Retype, without any change, the line that contains "Target: dark evergreen tree" and every line that follows it to the end of the entries, and nothing else.

/---

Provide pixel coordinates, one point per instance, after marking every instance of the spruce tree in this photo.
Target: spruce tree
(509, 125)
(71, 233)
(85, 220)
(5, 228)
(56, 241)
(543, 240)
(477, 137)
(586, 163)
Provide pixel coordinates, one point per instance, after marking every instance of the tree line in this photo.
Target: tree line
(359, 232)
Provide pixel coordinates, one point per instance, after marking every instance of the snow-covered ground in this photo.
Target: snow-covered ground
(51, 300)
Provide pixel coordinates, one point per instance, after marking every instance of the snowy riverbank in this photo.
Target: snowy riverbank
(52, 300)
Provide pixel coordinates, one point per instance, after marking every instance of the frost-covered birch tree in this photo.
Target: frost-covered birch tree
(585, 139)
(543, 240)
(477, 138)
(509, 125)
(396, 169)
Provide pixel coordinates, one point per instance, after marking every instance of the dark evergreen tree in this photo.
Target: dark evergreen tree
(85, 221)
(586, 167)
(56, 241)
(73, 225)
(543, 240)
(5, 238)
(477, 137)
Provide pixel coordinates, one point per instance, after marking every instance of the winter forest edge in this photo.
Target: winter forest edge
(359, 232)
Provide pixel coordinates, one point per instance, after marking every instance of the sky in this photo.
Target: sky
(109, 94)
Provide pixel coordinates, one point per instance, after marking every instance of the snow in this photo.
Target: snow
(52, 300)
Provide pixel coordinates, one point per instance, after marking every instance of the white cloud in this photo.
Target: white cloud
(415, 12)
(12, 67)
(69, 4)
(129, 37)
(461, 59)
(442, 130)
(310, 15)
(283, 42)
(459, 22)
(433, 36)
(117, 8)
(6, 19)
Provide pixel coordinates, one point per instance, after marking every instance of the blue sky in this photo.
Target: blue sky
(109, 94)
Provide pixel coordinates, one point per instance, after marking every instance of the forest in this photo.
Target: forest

\---

Problem solution
Target: dark evergreen tree
(85, 221)
(586, 167)
(56, 241)
(73, 225)
(543, 240)
(5, 238)
(477, 137)
Provide pixel coordinates, one point per instance, after marking every instance of the winter forest edge in this photo.
Target: winter forest edge
(359, 232)
Provide pixel coordinates, one point per instance, after marking every instance of the sky in this photo.
Target: sky
(109, 94)
Provide pixel coordinates, one point per instance, after marking every instance of the snow in this photo.
Target: snow
(52, 300)
Provide pixel coordinates, one point per instance, after marking every instance of the white cloud in this photo.
Target: white cloud
(415, 12)
(12, 67)
(69, 4)
(129, 37)
(461, 59)
(442, 130)
(310, 15)
(283, 42)
(459, 22)
(433, 36)
(117, 8)
(6, 19)
Provide pixel coordinates, one point per instance, after marking every instance of the blue sky in this photo.
Target: blue sky
(109, 94)
Provide pixel coordinates, one point per instance, after marking every instance of the forest in this photo.
Target: forest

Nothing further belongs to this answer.